DO THIS - Reproduce the records from the line containing "indicate the sink" through the end of the records, changing every "position" to "location" and leaving everything else as it is.

RECORDS SUPPLIED -
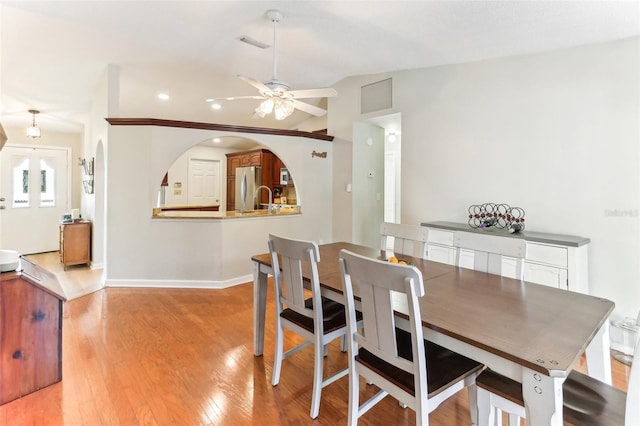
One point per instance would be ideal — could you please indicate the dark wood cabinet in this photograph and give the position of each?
(260, 157)
(30, 331)
(75, 243)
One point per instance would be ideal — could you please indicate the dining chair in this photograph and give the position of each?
(587, 401)
(299, 313)
(419, 374)
(410, 240)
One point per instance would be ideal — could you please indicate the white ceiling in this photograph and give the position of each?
(53, 53)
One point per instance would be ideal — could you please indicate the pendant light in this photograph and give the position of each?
(33, 131)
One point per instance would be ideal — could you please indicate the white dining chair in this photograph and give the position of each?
(410, 240)
(587, 401)
(299, 313)
(419, 374)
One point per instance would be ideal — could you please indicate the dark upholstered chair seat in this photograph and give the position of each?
(444, 367)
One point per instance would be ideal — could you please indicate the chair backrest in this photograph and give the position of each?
(382, 286)
(632, 408)
(289, 257)
(410, 240)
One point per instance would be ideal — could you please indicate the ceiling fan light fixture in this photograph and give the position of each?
(259, 112)
(33, 131)
(266, 106)
(282, 110)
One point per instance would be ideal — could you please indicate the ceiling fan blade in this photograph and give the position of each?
(326, 92)
(235, 98)
(257, 84)
(309, 109)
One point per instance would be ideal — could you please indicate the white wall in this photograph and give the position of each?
(166, 252)
(368, 183)
(555, 133)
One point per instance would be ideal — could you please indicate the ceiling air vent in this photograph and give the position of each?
(253, 42)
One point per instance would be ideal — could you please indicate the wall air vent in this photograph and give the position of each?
(253, 42)
(375, 96)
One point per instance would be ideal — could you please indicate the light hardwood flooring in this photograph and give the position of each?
(185, 357)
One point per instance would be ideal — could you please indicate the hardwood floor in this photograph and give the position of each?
(185, 357)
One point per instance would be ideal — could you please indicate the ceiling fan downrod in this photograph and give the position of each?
(275, 16)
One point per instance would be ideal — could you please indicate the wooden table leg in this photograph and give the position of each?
(542, 397)
(598, 356)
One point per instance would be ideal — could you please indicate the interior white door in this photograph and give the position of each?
(204, 182)
(34, 194)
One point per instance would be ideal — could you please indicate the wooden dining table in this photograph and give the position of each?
(531, 333)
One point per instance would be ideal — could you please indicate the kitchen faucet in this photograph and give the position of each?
(270, 196)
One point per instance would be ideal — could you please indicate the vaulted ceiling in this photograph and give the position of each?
(53, 53)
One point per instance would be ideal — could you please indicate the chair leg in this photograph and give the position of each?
(277, 362)
(318, 361)
(486, 413)
(514, 420)
(343, 343)
(354, 395)
(472, 391)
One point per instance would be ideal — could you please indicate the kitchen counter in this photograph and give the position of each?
(540, 237)
(201, 214)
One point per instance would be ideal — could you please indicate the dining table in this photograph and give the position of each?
(529, 332)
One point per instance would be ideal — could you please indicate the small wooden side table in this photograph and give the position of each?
(75, 243)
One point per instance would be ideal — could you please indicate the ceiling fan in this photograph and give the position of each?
(276, 94)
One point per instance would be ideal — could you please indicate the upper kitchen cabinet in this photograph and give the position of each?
(262, 158)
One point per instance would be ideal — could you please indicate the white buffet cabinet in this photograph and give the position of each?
(555, 260)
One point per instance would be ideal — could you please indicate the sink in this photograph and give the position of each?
(252, 213)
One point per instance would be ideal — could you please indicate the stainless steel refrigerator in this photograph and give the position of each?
(247, 180)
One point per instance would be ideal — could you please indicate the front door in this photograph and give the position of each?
(34, 194)
(204, 182)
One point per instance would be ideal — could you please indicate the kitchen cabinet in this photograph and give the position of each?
(555, 260)
(440, 246)
(75, 243)
(30, 331)
(262, 158)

OUTPUT BELOW -
One point per instance would be ideal — could you please indicate the sink in this photograph and give the location of each?
(252, 213)
One point per instance would be ideal — could you please indicate the stainless steel refrigerator in this photograph and give the location of each?
(247, 180)
One point per instance would be ideal — could you please indicate the front door in this photograph and give the location of each?
(34, 194)
(204, 182)
One point per instance would be ideal — could you please indicate the kitchen cabinet in this photograph and give the location of each?
(555, 260)
(440, 246)
(75, 243)
(30, 331)
(262, 158)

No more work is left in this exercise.